Segmentation mask data:
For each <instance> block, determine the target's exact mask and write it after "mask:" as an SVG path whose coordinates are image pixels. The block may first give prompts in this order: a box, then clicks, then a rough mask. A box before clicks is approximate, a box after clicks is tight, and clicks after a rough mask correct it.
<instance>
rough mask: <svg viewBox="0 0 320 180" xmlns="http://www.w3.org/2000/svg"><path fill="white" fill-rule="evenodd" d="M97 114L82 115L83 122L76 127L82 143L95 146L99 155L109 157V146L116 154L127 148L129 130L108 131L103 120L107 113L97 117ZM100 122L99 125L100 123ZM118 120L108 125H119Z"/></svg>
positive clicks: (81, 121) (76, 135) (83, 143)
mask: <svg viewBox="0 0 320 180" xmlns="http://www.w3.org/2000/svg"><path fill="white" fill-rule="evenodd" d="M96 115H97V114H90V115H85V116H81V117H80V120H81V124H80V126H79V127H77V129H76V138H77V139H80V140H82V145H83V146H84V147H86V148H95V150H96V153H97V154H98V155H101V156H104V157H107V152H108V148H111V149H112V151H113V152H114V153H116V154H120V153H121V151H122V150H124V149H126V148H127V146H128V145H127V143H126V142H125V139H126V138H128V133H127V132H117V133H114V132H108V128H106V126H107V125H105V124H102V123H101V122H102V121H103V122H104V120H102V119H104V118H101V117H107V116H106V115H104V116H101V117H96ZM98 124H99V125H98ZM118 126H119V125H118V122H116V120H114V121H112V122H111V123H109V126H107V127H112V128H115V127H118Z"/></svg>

## DIRECTIVE
Reproduce the items from their first line through the line containing "positive clicks: (81, 121)", with both ends included.

## RESPONSE TO THIS EXERCISE
For each <instance> block, determine the target's exact mask and write it after "mask:" as an SVG path whose coordinates are image pixels. The block may first give prompts in this order: a box, then clicks, then a rough mask. A box before clicks is approximate, a box after clicks is tight, and clicks after a rough mask correct it.
<instance>
rough mask: <svg viewBox="0 0 320 180" xmlns="http://www.w3.org/2000/svg"><path fill="white" fill-rule="evenodd" d="M97 114L82 115L83 122L76 127L82 143L95 146L99 155L109 157V146L116 154L127 148L129 130L108 131L103 120L107 113L97 117ZM100 122L99 125L100 123ZM118 120L108 125H119Z"/></svg>
positive clicks: (81, 121) (76, 135) (83, 143)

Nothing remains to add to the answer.